HuangJunJie2017 / UDP-Pose

Official code of The Devil is in the Details: Delving into Unbiased Data Processing for Human Pose Estimation
Apache License 2.0
307 stars 54 forks source link

The final result is produced by "gaussian" or "offset"? #15

Closed fourierer closed 3 years ago

fourierer commented 3 years ago

Sorry to disturb you , the form of heatmap or loss depend on the parameter "config.MODEL.TARGET_TYPE",the result in your paper(such as SOTA) is produced by which target type, "gaussian" or "offset"?

HuangJunJie2017 commented 3 years ago

@fourierer 'offset' to be more exactly 'combined', which means the combination of classfication(one heatmap/response map) and regression(two offsetmaps)

fourierer commented 3 years ago

@HuangJunJie2017 Thank you for your reply. I got another tow questions: (1) In /lib/core/inference.py, there is a function called get_final_preds, you use an inverse hessian matrix multiply a grad vector to evaluate the shift between the predict results and the ground truth. What‘s the mathematics principles of this? (In HRNet or SimpleBaseline, the author use 0.25 to evaluate the shift) (2) In get_final_preds function, the GaussianBlur process is done after the get_max_preds function, whatif there is a big outlier in the predict result? The get_max_preds will get the wrong points. So I think the GaussianBlur should be used in the get_max_preds function. I just have my own opinion :)

Stated task A -
Decide whether each statement below agrees with the UDP-Pose issue thread above. Answer yes or no for each, and quote the deciding words of the thread.
(i) The maintainer states that the paper's results were produced with the "gaussian" target type.
(ii) The maintainer describes the "combined" type as one heatmap for classification together with two offset maps for regression.
(iii) In get_final_preds, the GaussianBlur step is carried out before get_max_preds.
Stated task B -
Duplicate the passage of the UDP-Pose issue thread from "Closed fourierer closed" to "and regression(two offsetmaps)".

Listed entries -
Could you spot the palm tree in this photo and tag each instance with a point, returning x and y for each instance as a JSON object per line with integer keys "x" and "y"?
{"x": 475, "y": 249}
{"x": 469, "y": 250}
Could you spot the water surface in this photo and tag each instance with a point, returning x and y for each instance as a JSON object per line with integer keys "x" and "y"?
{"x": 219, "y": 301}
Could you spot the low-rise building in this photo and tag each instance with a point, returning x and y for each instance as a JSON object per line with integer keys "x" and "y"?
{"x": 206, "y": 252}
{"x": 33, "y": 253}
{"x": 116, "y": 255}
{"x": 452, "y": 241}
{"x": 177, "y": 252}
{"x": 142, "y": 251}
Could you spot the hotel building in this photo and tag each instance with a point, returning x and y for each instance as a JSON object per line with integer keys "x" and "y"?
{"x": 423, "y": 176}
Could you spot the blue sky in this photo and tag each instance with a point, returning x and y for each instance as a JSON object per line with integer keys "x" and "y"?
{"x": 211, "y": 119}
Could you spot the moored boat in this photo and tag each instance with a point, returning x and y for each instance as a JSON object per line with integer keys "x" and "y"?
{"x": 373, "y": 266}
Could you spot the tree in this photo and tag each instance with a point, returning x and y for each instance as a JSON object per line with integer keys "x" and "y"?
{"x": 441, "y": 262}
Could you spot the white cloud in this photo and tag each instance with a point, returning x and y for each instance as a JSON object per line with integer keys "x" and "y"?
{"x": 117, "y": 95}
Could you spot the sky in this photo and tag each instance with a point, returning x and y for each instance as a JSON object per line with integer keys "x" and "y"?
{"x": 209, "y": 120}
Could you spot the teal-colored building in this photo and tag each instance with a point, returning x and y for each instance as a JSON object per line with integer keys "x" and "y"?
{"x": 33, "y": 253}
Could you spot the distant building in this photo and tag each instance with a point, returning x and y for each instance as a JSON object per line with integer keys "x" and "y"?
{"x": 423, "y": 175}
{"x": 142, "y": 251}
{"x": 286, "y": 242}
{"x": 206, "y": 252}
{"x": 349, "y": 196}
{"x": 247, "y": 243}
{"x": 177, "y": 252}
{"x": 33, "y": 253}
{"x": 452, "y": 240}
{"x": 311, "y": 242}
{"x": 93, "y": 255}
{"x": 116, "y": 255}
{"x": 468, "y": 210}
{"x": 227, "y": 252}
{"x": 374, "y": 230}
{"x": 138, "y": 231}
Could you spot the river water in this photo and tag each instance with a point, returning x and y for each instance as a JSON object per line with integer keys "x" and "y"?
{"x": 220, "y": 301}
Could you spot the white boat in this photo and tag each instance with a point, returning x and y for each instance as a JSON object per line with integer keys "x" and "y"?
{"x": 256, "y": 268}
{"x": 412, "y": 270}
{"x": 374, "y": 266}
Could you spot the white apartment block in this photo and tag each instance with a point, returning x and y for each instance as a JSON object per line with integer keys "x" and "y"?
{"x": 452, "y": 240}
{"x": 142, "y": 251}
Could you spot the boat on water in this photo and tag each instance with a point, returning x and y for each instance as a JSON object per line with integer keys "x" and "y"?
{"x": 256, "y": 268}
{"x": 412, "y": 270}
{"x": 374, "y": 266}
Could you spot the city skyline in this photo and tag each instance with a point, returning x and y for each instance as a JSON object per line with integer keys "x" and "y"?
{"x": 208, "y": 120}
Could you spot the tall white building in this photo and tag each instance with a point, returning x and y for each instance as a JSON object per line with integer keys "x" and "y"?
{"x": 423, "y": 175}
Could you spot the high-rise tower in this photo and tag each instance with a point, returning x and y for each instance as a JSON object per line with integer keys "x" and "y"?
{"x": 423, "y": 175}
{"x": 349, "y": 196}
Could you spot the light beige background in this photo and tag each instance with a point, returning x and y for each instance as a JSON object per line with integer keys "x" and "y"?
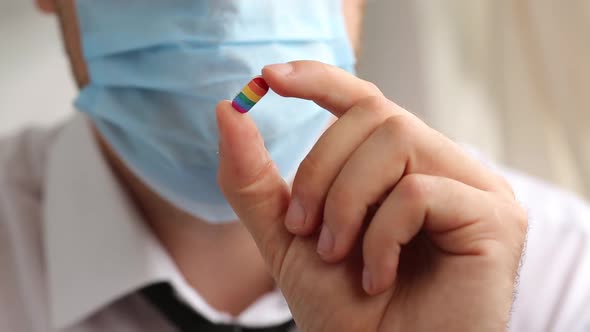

Correct result A -
(i) No: "'offset' to be more exactly 'combined'"
(ii) Yes: "the combination of classfication(one heatmap/response map) and regression(two offsetmaps)"
(iii) No: "the GaussianBlur process is done after the get_max_preds function"

Correct result B -
Closed fourierer closed 3 years ago

fourierer commented 3 years ago

Sorry to disturb you , the form of heatmap or loss depend on the parameter "config.MODEL.TARGET_TYPE",the result in your paper(such as SOTA) is produced by which target type, "gaussian" or "offset"?

HuangJunJie2017 commented 3 years ago

@fourierer 'offset' to be more exactly 'combined', which means the combination of classfication(one heatmap/response map) and regression(two offsetmaps)